-- TASK PROMPT --
Pick out every line of the material below that contains the word "drop", and copy each one in full.

-- RECORDS SUPPLIED --
######

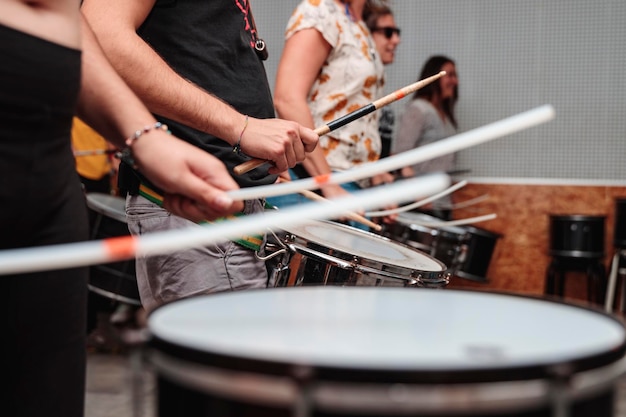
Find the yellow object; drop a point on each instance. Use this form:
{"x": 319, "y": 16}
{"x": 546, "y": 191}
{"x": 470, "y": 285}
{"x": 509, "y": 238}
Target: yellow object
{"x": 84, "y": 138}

######

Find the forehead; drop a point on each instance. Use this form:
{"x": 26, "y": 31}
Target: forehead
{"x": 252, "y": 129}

######

-- RESPONSE TO THIS EXERCISE --
Find the yellow object; drop a point on each instance. Use this form:
Find the forehead; drop a point on each instance. Use this form:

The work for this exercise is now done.